### PROMPT
From the listing below, set down exactly the lines between the one holding "Category: black handle" and the one holding "Category: sweet potato skin", inclusive. No other line is wanted.

*** Block opens ***

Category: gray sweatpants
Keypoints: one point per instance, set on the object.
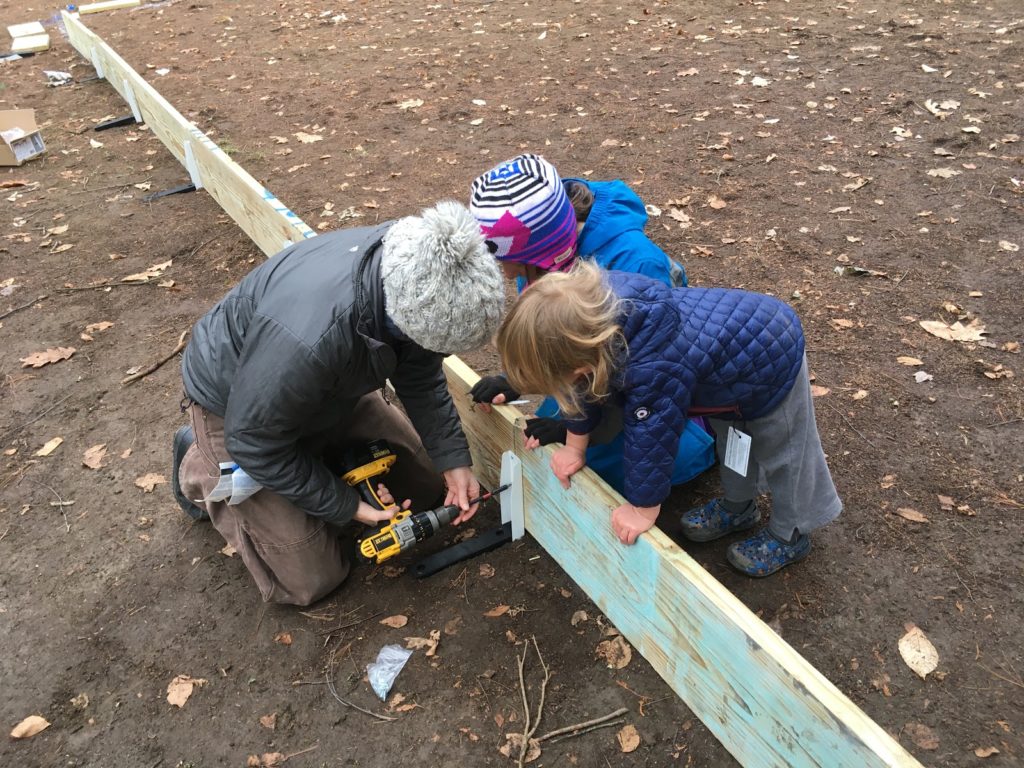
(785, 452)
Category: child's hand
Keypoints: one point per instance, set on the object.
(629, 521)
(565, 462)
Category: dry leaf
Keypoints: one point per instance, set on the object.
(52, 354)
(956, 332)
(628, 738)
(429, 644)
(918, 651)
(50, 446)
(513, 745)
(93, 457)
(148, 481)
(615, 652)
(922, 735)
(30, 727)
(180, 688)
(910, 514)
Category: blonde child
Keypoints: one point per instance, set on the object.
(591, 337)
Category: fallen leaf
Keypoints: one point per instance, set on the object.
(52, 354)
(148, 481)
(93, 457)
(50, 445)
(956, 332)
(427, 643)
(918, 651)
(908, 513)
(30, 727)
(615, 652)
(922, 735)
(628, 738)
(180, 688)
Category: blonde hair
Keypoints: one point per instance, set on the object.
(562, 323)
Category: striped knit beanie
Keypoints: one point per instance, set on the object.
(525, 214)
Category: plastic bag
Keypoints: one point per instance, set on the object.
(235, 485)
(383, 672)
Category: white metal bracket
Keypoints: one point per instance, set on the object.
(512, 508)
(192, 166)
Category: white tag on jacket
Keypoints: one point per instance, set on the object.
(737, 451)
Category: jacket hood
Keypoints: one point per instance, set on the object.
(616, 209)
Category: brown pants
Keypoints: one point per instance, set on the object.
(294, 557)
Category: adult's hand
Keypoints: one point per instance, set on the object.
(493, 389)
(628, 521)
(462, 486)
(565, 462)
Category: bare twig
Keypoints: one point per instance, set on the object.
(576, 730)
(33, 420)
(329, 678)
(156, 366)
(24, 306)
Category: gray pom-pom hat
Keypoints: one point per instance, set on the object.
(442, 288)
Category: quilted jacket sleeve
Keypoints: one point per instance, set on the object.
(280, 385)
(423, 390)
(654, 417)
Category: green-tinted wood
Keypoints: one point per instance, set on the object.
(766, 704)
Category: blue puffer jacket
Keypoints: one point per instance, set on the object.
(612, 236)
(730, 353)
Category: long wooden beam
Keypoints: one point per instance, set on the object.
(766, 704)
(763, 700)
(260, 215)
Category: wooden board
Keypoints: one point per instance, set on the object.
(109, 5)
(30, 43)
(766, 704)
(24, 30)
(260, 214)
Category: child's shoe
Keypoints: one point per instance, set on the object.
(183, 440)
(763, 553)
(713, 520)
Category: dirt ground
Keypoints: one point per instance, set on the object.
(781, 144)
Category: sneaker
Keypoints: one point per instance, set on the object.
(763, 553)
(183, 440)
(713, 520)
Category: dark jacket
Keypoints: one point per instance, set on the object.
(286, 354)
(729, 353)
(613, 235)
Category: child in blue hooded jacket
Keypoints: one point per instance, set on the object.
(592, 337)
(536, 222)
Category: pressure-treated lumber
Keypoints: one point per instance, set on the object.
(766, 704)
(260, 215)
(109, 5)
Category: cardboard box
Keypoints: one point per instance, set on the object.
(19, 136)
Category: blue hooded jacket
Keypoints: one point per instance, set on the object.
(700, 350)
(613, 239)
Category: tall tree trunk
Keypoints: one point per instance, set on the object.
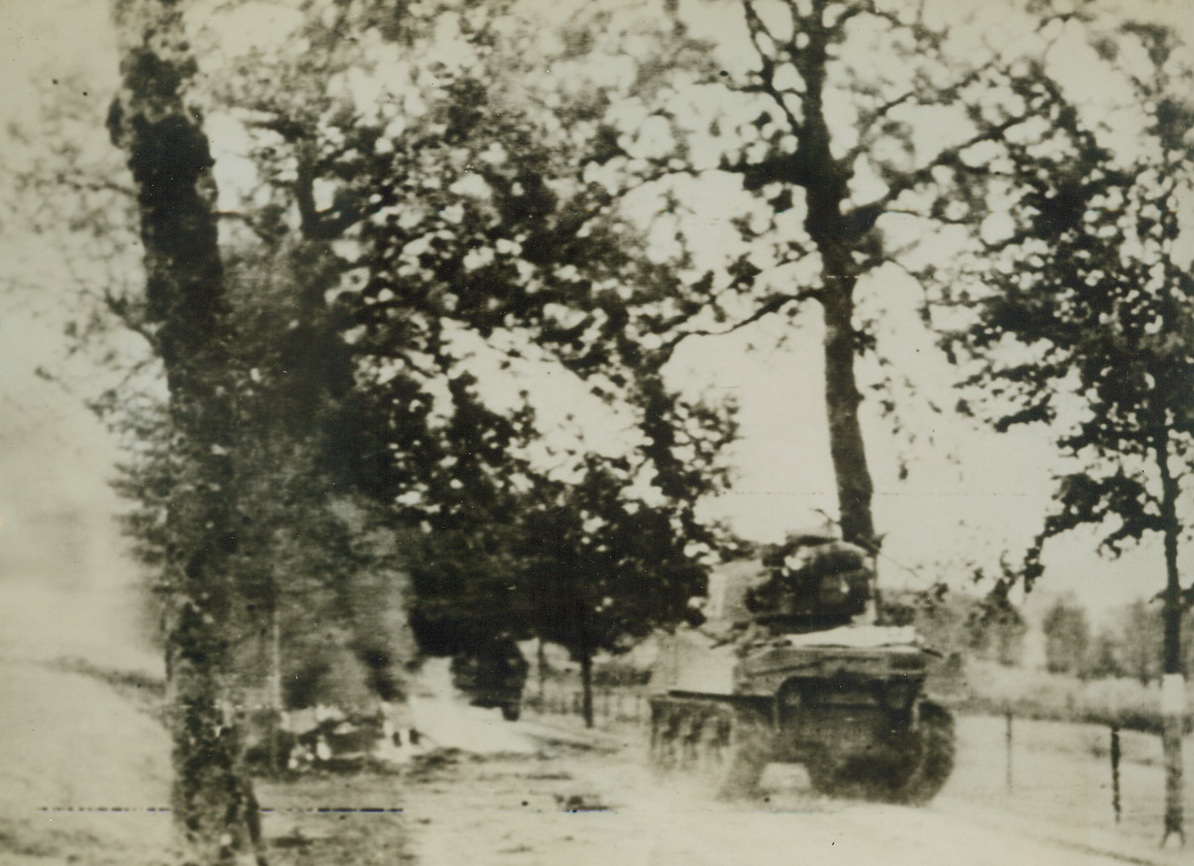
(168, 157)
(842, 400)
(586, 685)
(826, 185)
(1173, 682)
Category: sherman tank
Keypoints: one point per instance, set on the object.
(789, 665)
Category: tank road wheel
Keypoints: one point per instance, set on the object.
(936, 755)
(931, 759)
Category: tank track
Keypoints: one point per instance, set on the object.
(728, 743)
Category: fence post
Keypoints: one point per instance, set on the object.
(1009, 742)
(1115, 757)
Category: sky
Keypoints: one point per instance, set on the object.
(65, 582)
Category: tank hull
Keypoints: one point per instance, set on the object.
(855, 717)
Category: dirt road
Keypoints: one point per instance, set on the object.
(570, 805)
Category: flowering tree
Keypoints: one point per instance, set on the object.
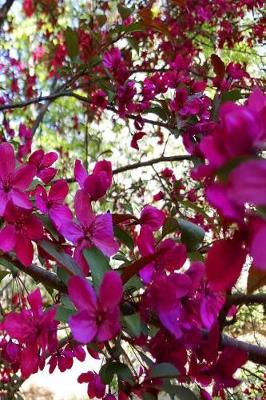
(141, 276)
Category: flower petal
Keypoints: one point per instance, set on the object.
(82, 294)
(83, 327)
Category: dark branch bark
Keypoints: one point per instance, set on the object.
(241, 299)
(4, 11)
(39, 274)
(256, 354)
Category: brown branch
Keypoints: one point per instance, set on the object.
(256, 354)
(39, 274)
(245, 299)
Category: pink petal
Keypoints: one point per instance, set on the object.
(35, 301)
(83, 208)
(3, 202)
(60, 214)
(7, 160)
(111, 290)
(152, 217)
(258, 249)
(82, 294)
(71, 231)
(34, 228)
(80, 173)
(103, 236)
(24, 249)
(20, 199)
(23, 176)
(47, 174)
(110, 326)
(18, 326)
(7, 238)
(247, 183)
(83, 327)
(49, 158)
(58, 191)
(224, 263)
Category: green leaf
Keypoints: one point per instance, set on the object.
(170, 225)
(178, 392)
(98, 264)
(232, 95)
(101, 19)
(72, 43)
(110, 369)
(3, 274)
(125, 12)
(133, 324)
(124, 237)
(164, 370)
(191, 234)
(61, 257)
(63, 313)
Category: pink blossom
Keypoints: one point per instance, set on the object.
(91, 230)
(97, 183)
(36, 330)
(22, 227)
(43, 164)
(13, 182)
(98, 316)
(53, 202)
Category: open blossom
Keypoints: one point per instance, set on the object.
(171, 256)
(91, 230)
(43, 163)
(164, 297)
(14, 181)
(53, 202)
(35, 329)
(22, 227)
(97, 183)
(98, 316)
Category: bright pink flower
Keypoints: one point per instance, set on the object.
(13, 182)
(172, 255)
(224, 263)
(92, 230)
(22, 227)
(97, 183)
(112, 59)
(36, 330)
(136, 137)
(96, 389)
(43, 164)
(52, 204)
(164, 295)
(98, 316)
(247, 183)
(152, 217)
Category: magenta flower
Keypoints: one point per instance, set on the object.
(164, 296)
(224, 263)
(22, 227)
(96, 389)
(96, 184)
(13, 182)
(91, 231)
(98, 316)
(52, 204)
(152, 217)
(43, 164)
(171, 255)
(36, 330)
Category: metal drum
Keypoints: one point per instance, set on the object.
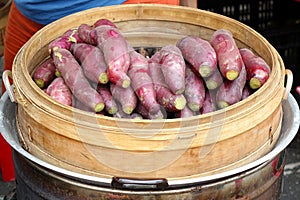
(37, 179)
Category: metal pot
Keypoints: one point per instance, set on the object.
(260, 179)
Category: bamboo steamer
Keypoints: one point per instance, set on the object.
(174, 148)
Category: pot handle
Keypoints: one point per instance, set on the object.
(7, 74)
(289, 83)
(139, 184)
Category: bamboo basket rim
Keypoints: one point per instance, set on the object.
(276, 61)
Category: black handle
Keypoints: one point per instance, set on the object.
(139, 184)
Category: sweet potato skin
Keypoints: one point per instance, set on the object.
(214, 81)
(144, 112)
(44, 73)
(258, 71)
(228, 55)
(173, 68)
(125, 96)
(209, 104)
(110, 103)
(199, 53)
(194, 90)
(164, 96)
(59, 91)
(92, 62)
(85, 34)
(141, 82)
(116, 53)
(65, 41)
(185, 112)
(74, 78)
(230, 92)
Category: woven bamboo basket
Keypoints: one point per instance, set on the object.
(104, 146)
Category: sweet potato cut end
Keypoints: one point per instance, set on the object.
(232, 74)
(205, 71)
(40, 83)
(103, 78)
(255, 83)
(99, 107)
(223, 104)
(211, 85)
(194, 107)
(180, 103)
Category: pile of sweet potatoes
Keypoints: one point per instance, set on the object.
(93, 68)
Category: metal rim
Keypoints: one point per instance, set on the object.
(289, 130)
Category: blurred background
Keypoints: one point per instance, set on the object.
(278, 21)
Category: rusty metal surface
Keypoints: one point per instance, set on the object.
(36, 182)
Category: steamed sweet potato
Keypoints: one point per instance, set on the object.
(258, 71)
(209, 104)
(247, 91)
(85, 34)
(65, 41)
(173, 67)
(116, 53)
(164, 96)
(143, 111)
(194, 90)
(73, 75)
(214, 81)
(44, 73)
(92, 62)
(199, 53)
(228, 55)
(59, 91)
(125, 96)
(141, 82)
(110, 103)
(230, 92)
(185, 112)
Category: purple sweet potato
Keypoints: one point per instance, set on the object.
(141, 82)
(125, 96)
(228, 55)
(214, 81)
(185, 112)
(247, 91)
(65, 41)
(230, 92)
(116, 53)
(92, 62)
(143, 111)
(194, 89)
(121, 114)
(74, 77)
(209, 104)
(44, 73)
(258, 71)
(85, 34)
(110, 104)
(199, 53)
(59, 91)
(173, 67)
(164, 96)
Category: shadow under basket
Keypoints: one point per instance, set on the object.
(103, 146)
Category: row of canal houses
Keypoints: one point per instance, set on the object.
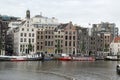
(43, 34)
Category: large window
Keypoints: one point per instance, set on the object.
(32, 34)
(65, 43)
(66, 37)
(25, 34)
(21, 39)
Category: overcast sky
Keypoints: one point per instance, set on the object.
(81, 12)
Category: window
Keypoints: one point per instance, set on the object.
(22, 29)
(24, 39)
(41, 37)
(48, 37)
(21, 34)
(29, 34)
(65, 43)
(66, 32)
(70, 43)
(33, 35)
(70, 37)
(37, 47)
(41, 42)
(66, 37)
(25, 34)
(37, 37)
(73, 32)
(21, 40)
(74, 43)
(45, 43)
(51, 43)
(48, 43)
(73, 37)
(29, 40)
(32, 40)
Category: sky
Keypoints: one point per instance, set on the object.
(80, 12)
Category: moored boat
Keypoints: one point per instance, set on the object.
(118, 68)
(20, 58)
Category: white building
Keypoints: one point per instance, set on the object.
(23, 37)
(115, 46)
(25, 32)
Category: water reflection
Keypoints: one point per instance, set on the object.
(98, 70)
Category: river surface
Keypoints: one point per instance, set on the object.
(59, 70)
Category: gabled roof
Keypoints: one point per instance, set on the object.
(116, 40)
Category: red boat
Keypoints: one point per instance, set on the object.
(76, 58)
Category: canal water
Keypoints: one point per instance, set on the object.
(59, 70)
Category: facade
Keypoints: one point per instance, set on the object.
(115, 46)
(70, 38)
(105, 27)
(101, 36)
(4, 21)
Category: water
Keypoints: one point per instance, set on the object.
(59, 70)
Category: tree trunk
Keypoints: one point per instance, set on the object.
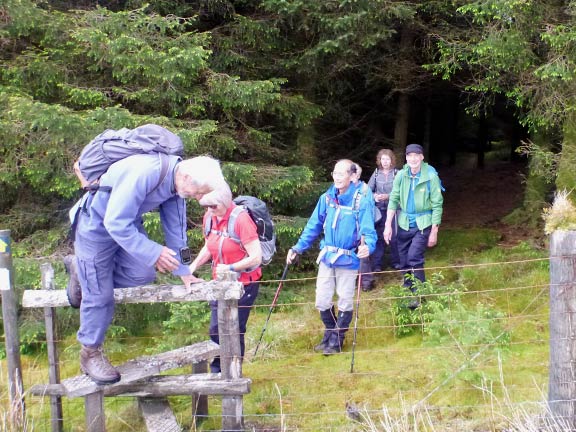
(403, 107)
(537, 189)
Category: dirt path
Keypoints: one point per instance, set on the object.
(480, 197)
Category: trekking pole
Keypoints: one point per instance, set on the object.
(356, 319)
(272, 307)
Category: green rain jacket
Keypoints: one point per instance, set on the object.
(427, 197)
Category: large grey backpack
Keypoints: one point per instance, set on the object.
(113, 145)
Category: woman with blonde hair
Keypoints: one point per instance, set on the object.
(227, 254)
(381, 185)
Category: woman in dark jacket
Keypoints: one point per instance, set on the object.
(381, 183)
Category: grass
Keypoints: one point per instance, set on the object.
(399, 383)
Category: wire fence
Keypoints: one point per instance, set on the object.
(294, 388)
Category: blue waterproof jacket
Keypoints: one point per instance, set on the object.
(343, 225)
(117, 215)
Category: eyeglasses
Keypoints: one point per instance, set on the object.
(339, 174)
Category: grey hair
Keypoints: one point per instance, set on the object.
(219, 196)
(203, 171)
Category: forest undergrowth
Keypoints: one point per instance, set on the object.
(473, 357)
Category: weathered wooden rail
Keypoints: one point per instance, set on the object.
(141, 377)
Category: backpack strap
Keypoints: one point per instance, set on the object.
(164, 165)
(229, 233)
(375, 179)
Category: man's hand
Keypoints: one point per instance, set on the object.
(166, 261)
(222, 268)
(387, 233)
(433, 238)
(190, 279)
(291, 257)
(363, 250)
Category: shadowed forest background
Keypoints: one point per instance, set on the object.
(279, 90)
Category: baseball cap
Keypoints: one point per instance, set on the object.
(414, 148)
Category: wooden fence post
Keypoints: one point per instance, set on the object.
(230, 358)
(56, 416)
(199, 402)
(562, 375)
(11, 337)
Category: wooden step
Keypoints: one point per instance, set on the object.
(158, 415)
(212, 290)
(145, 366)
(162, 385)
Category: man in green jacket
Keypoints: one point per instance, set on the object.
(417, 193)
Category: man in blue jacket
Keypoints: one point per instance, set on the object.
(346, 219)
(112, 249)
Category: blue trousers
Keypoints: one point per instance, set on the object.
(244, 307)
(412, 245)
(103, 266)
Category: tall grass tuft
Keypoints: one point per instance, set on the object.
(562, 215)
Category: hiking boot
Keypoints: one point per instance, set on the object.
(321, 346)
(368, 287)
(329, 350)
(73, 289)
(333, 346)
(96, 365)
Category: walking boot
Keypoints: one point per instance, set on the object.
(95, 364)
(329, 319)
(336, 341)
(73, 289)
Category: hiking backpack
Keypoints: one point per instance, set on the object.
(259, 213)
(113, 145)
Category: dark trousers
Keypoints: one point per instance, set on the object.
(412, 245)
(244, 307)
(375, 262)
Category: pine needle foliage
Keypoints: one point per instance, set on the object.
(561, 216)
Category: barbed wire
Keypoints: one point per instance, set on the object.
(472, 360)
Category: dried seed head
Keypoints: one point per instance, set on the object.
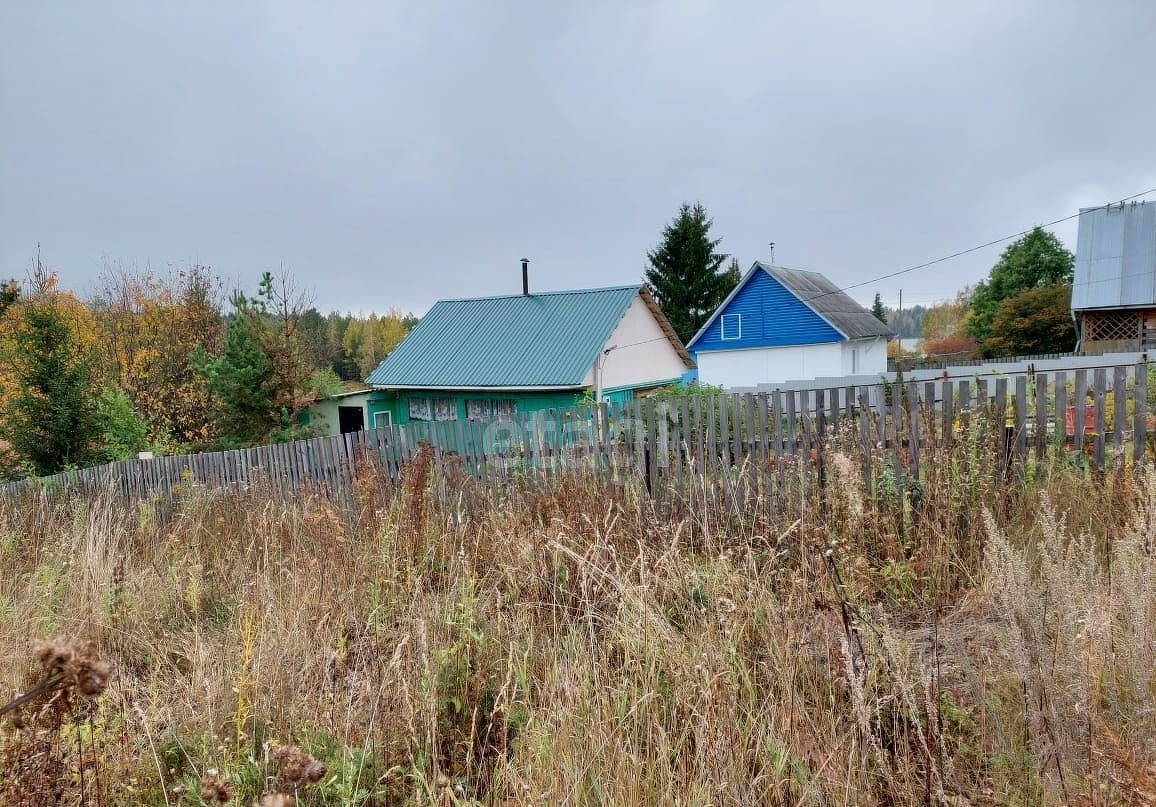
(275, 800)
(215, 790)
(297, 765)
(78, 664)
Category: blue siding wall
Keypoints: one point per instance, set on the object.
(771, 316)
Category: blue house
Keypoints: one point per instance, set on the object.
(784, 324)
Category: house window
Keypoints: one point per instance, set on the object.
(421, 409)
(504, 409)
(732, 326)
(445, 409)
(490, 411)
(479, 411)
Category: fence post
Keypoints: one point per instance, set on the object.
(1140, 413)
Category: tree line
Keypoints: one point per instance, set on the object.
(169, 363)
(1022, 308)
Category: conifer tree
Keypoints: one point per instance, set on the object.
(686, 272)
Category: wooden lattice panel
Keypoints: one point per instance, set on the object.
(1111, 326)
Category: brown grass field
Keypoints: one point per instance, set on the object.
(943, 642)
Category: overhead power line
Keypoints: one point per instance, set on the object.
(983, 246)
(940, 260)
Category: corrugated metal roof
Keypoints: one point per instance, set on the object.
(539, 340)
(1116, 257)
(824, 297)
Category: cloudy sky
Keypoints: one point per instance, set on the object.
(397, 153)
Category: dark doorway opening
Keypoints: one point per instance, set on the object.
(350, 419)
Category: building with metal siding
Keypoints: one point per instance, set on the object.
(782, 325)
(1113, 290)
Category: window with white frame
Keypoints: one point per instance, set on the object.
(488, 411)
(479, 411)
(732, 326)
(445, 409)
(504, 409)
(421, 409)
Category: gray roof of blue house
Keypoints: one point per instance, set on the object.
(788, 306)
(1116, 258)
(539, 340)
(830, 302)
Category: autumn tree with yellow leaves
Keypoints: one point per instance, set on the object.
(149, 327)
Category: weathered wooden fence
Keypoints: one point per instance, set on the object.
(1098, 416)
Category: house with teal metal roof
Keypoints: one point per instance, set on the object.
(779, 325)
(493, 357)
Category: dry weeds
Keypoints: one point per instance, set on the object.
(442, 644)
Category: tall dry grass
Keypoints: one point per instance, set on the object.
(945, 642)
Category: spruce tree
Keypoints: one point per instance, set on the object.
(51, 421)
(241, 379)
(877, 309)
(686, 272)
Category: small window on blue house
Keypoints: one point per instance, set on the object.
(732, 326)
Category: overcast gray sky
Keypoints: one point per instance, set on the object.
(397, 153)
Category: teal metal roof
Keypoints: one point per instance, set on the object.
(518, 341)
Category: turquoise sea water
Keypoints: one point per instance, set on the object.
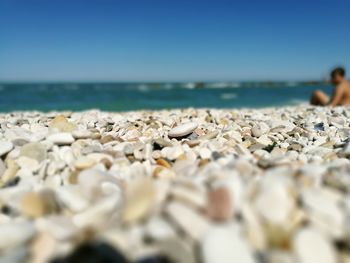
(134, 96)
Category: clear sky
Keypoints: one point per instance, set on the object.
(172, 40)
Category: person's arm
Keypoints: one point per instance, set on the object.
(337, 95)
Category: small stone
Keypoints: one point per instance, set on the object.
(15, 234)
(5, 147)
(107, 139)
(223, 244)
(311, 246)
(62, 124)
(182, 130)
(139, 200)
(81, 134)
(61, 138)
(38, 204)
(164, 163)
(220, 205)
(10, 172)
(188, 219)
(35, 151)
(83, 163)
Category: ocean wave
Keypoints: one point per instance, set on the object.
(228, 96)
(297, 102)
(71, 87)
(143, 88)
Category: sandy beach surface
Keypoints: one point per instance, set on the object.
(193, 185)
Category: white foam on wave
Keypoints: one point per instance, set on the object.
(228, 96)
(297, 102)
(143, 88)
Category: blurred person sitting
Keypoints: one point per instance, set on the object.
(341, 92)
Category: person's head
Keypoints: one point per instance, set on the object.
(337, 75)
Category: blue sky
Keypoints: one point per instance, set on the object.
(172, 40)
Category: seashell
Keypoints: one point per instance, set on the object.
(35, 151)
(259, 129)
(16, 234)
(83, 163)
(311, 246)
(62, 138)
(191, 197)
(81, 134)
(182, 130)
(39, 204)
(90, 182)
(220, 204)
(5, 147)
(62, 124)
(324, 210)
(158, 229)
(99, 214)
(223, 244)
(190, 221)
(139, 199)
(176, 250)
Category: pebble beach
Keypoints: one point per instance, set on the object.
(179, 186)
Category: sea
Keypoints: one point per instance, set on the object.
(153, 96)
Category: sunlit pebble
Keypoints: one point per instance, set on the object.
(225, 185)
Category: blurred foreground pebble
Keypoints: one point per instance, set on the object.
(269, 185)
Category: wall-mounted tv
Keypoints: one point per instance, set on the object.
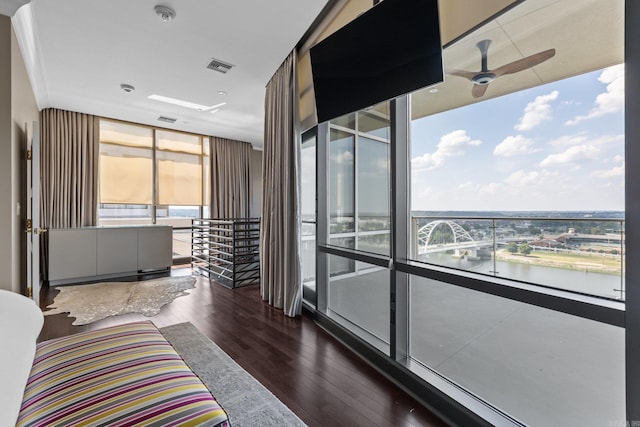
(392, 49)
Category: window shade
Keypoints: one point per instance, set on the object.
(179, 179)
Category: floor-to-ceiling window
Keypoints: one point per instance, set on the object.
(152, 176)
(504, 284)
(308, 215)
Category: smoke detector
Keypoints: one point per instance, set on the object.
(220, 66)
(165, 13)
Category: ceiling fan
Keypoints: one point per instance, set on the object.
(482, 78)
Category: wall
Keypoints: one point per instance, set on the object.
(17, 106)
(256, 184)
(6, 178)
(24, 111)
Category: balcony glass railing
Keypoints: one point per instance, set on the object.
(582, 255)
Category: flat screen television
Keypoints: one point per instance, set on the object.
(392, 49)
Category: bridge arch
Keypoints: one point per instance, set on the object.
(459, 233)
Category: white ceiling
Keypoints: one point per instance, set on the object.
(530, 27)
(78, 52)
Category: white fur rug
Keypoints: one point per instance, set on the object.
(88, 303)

*** Block closes ***

### COMPLETED TASK
Category: black handle
Keypoints: one point per instance, set on the object.
(139, 184)
Category: sweet potato skin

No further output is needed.